When the Legislature finally adjourned at the end of August, it again screamed the need for a return to part-time operations. The “reform” of the late 1960s that imposed a full-time gathering of busybodies in the Capitol was one of the state’s biggest mistakes.

Misguided voters passed Proposition 1A in 1966, the same year they put Ronald Reagan in the governor’s chair. The first thing the new full-timers did was pass a massive tax increase. Reagan had campaigned against any tax increase. He broke that pledge and signed $1 billion in higher taxes, equivalent to something like $20 billion more today, the highest state tax increase in history.

Fast-forward to 2016 and the Legislature passed one absurd bill after another, many supposedly “helping” the poor, but actually hurting them. The farm worker overtime bill has been covered by my colleagues and I here at Fox and Hounds.

Another one was the cap-and-trade deal, as reported in the Los Angeles Times, which would “spend $900 million on programs to reduce greenhouse gas emissions …. The money will go toward subsidies for electric cars, new park space and pedestrian-friendly affordable housing. California’s 4-year old cap-and-trade program raises money from businesses that purchase permits to pollute.”

Supposedly the “program” dedicates the money toward such allegedly pollution-reducing actions. But in government, all money is fungible. With legislative legerdemain, it would be possible to switch the $900 million to pay, for example, for some of the $250 billion in the state’s unfunded pension and medical care liabilities.

● **Dataset content**
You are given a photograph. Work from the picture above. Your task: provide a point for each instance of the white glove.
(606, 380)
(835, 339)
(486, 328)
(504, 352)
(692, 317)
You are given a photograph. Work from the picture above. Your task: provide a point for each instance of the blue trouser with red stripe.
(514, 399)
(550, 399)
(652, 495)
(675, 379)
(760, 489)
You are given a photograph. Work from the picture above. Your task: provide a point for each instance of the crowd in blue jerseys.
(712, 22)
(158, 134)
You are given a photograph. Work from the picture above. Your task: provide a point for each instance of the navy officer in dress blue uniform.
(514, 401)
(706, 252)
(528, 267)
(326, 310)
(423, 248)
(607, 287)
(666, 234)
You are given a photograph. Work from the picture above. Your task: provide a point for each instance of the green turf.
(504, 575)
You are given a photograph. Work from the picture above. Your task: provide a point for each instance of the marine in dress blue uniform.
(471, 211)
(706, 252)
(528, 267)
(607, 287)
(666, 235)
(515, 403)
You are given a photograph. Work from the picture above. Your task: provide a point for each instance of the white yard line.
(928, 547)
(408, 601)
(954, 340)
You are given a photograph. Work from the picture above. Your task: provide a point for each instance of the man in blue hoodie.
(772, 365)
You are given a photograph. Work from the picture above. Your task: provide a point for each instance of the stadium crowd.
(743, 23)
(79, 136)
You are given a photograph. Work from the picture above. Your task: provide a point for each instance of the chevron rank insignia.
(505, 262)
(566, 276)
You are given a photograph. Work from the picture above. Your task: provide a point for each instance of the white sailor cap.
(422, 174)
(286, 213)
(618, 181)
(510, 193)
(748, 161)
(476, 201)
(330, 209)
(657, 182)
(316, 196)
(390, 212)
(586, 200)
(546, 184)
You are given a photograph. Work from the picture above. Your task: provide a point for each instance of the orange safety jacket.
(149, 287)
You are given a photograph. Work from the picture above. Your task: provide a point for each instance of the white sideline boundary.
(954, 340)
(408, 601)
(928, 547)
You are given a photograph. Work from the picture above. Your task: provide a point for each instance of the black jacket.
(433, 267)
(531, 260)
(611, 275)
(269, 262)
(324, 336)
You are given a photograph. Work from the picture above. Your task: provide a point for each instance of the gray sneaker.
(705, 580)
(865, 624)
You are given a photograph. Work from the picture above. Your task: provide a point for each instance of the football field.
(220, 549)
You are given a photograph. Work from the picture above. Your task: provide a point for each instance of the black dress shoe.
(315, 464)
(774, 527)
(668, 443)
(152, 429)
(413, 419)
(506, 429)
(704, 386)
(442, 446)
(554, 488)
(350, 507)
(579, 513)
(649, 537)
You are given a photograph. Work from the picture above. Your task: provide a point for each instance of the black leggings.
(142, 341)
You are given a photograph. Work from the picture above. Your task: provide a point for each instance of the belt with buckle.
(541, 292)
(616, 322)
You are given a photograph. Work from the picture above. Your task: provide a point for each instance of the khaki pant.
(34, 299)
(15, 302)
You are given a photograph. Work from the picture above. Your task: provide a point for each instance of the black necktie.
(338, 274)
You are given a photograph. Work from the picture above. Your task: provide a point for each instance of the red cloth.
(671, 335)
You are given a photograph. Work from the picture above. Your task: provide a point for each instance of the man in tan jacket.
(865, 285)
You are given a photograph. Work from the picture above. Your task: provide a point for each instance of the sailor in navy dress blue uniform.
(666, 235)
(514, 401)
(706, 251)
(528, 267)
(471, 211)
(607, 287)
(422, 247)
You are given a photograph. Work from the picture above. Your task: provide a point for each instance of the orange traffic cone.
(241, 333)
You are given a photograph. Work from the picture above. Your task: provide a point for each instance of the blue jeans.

● **Explore the material**
A. Answer these questions about the legislature column, one per line:
(i) In what year did voters pass Proposition 1A?
(ii) How much in higher taxes did Reagan sign?
(iii) How much would the cap-and-trade deal spend on programs to reduce greenhouse gas emissions?
B. Please print the legislature column starting with "Misguided voters passed" and going on through "increase in history.".

● **Completed exercise**
A.
(i) 1966
(ii) $1 billion
(iii) $900 million

B.
Misguided voters passed Proposition 1A in 1966, the same year they put Ronald Reagan in the governor’s chair. The first thing the new full-timers did was pass a massive tax increase. Reagan had campaigned against any tax increase. He broke that pledge and signed $1 billion in higher taxes, equivalent to something like $20 billion more today, the highest state tax increase in history.